━━━━━ EXTRACTED INFORMATION ━━━━━

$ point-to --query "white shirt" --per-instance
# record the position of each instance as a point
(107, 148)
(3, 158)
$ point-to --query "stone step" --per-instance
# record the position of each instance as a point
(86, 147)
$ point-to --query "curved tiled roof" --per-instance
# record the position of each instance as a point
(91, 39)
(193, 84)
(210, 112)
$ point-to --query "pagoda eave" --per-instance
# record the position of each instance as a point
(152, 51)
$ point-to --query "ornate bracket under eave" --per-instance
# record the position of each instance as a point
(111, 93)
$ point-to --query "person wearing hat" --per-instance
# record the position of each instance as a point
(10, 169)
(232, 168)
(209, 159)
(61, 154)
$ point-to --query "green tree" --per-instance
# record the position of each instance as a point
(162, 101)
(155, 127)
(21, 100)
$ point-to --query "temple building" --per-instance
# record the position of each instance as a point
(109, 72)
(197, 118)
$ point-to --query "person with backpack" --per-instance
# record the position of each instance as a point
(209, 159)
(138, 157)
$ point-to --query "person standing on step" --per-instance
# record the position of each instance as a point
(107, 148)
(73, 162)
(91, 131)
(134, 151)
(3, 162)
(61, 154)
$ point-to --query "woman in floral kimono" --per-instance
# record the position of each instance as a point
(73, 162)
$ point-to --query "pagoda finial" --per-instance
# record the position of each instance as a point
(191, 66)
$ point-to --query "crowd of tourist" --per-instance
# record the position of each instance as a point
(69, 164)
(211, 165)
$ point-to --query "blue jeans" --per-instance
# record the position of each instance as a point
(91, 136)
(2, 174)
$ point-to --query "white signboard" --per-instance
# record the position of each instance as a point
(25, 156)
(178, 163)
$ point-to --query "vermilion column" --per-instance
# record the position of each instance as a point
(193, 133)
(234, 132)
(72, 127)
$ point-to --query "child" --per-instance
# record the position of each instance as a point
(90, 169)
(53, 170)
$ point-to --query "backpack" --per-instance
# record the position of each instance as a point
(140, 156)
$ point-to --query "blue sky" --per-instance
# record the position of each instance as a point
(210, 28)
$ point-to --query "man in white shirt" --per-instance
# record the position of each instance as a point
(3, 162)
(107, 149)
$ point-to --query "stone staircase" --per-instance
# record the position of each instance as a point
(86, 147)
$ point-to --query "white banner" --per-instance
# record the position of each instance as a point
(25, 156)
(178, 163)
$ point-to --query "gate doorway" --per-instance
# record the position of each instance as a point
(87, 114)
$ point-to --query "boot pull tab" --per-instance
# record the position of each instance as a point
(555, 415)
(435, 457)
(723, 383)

━━━━━

EXERCISE AIM ▸
Copy all lines of the records in which the string "step" can be found.

RESPONSE TO THE EXERCISE ▸
$ point-to --query "stone step" --per-instance
$ point-to --query "person standing on step" --per-instance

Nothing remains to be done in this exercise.